Beneath this task are records; print exactly the stretch of them from the line with "Query: yellow hi-vis vest" through the line with "Query: man in blue polo shirt", both ends included.
+++ Records for processing +++
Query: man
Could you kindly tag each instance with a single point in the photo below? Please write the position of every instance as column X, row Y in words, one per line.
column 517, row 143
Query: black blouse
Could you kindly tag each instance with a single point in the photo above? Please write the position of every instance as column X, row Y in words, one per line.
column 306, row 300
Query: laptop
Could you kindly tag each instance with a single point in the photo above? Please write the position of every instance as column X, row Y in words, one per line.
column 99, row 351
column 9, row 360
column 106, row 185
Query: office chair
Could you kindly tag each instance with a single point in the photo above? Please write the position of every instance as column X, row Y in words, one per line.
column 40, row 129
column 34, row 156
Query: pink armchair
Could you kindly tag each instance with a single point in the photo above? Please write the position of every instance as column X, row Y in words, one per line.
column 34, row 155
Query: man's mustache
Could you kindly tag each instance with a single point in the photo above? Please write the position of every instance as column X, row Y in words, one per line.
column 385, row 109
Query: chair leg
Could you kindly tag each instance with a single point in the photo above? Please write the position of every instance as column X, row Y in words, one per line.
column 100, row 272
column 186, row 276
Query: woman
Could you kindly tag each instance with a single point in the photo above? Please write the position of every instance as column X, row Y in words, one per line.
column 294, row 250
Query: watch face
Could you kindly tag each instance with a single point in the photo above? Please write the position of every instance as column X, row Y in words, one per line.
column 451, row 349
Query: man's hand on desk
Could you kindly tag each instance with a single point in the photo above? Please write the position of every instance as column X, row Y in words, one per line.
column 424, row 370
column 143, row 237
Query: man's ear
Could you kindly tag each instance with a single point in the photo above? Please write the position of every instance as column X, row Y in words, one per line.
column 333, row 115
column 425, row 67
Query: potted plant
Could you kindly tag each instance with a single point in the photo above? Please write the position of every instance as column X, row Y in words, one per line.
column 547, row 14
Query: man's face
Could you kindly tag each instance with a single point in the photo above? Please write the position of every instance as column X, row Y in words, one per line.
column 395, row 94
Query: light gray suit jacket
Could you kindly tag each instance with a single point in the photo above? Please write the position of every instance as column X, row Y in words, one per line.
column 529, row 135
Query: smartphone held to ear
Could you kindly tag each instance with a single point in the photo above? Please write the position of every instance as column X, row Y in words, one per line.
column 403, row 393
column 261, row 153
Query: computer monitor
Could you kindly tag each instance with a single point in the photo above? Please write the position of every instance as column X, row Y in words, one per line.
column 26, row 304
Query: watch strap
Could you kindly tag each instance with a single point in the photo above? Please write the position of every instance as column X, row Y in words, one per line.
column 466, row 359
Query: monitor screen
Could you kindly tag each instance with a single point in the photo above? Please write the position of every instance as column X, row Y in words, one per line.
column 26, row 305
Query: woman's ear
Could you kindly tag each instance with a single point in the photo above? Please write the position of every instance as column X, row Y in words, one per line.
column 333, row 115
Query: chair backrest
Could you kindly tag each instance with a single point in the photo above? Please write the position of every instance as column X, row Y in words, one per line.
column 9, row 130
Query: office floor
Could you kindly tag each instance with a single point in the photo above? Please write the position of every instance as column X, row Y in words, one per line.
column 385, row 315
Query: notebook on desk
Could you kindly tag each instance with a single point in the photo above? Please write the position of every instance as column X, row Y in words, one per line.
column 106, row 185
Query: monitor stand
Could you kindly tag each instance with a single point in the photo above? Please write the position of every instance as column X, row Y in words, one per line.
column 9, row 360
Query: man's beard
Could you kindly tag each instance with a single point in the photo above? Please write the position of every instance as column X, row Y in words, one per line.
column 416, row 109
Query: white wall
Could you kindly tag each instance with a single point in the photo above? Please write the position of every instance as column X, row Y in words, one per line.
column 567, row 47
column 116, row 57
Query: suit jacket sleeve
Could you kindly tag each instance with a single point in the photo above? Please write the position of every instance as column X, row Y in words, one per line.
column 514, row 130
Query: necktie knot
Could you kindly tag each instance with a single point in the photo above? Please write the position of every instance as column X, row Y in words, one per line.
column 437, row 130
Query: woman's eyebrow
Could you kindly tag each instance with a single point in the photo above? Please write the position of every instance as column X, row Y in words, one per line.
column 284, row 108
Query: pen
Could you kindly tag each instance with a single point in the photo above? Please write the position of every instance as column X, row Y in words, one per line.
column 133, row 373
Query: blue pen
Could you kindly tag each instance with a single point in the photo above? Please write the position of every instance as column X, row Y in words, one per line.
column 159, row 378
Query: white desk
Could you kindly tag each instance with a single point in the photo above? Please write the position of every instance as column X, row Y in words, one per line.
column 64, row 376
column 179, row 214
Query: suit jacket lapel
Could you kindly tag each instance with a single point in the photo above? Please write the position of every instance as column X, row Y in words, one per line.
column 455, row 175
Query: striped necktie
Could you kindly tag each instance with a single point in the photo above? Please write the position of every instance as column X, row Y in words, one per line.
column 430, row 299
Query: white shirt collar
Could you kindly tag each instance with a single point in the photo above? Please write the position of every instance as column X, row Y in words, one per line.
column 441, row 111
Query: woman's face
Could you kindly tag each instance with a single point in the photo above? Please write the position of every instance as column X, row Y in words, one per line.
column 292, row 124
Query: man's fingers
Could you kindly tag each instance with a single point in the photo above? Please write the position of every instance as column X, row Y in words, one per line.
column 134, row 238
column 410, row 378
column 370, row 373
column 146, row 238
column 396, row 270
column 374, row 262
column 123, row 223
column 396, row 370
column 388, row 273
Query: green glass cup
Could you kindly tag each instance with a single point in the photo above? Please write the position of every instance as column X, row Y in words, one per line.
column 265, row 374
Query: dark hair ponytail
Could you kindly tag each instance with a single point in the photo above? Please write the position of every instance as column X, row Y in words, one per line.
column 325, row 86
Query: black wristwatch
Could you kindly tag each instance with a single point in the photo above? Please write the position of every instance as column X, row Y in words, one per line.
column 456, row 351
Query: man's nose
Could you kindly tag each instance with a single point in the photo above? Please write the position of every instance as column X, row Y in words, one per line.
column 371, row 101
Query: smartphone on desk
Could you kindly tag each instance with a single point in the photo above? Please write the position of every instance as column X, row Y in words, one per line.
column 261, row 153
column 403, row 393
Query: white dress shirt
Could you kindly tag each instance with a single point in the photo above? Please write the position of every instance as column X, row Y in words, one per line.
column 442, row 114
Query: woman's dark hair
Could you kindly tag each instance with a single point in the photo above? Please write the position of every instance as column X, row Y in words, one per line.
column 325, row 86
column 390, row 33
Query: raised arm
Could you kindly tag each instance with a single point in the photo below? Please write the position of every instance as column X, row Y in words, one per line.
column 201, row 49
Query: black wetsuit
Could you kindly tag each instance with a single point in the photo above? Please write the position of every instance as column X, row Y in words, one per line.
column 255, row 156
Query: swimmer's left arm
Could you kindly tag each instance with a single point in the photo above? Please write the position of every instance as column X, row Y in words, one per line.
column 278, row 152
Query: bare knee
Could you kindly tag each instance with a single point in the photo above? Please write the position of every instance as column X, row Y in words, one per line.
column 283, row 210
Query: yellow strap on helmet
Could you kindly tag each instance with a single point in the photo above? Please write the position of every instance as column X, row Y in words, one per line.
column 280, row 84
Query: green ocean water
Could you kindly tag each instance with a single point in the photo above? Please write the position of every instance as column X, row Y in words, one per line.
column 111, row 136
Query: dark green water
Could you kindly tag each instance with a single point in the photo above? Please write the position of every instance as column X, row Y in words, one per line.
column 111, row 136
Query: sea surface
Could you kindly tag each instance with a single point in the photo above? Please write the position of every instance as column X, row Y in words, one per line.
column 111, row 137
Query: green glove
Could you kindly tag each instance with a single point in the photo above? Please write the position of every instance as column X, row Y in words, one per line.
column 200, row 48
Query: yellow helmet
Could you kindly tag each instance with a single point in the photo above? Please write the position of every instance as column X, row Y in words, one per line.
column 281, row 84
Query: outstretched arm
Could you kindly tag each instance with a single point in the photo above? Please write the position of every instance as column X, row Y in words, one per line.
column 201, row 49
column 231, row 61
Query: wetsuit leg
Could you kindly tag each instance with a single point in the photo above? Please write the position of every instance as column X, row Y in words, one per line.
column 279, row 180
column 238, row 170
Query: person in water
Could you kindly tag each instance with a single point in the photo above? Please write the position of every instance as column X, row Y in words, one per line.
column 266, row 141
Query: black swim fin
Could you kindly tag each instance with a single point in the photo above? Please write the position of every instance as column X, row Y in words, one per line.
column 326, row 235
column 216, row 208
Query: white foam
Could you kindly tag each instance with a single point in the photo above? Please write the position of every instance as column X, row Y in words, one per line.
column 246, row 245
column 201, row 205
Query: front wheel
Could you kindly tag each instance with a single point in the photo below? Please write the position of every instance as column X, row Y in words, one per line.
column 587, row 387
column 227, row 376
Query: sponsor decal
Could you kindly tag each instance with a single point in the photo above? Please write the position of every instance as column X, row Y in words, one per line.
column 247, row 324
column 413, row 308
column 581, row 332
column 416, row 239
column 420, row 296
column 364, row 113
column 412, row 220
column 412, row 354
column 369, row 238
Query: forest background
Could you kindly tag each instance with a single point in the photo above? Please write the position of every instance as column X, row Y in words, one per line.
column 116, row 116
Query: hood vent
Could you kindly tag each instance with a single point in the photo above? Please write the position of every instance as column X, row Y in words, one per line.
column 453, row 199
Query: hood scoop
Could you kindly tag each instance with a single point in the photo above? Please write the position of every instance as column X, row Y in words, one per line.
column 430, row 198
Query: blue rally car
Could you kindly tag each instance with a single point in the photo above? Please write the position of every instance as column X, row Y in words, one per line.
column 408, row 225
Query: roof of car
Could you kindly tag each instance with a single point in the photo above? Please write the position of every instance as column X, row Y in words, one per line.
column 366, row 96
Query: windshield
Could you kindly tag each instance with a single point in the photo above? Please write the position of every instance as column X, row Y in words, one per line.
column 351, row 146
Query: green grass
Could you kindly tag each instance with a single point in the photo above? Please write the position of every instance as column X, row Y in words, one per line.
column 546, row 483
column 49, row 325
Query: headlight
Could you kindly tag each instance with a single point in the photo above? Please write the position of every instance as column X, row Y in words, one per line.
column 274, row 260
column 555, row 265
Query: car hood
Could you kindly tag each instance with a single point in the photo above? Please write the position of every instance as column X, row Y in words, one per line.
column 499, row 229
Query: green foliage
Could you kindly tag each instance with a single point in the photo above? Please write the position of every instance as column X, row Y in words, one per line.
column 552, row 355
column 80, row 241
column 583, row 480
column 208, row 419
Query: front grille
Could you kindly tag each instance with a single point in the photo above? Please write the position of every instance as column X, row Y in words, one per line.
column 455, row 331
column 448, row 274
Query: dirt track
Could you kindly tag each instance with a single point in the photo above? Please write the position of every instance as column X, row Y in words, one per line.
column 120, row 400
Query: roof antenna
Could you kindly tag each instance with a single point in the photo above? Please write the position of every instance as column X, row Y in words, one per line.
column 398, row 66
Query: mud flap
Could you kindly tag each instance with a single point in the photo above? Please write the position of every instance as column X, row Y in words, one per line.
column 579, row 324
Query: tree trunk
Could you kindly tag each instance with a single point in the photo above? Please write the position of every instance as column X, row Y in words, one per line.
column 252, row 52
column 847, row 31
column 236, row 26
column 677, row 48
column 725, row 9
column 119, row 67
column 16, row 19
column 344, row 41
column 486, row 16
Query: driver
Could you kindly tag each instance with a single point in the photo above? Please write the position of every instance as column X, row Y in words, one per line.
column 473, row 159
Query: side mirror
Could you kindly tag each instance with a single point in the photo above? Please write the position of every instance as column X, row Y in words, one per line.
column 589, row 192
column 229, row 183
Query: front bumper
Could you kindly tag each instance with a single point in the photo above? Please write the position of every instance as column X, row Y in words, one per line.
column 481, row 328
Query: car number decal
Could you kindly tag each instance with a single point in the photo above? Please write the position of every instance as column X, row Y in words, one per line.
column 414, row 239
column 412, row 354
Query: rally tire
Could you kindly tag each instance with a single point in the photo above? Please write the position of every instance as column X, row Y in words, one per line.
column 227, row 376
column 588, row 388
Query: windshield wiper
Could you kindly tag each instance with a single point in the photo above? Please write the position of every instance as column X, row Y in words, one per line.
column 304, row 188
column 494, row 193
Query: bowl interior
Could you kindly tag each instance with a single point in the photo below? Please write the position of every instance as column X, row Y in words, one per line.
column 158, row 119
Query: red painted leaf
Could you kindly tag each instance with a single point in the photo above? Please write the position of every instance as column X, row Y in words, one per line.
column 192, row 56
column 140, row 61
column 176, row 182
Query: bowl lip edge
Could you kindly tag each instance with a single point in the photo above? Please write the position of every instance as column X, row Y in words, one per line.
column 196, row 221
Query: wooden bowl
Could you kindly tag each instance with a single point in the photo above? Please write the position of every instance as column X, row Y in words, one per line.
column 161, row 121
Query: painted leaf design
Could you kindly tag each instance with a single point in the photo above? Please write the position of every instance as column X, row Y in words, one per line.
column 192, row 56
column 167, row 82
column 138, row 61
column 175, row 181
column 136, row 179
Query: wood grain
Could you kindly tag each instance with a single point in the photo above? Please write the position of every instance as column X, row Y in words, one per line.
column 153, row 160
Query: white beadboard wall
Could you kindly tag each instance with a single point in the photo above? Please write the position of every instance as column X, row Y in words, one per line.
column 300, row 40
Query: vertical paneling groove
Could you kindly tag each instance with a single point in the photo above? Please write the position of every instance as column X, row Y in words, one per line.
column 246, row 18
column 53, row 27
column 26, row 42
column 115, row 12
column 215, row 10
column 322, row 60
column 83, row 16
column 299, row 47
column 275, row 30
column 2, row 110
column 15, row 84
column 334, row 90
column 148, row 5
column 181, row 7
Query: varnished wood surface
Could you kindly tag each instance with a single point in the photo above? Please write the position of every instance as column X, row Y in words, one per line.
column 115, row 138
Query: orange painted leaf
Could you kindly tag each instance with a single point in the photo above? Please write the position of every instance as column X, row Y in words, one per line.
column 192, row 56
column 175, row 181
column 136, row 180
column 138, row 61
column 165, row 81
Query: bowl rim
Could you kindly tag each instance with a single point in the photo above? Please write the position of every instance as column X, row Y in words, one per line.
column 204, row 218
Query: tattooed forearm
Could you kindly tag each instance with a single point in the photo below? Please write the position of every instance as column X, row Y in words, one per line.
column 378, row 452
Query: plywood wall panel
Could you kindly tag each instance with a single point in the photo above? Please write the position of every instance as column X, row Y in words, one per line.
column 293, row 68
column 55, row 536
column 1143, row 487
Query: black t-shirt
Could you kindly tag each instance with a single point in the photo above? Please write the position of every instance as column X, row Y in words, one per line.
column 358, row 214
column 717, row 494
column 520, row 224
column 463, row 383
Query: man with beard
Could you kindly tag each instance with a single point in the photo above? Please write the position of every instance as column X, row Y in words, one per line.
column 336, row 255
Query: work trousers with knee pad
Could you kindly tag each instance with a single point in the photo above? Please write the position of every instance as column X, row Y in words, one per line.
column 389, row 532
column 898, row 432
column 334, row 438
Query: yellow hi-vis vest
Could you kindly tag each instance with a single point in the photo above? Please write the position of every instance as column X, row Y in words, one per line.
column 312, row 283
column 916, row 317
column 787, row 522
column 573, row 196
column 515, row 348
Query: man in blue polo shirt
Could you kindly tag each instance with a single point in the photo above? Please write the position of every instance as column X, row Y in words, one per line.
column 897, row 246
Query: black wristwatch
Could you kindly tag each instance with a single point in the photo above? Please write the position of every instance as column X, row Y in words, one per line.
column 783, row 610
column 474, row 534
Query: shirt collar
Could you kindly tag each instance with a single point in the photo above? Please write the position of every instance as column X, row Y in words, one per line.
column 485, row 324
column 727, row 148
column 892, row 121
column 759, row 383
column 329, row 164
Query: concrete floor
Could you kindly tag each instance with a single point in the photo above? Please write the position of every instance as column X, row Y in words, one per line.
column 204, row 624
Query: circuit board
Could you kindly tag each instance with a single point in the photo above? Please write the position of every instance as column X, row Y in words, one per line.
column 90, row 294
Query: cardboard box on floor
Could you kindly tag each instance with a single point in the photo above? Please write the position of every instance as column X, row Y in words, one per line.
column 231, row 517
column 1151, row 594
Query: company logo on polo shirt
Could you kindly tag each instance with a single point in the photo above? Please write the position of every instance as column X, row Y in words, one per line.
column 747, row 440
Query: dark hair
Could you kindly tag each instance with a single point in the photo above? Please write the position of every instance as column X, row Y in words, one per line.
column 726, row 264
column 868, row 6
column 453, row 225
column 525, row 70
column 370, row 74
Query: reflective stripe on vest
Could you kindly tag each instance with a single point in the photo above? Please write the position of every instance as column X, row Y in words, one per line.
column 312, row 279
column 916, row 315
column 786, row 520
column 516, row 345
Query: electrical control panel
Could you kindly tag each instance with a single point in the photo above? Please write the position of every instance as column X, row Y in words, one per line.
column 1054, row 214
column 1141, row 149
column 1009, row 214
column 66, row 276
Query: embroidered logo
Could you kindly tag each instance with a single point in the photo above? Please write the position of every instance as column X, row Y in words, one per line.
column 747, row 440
+++
Written solution:
Query: yellow hi-vis vest
Could you kindly tag each instance with a single point in the photo above? Please write the position of every instance as column X, row Y in words, one per line.
column 312, row 283
column 916, row 317
column 787, row 522
column 573, row 196
column 515, row 348
Query: man in blue polo shirt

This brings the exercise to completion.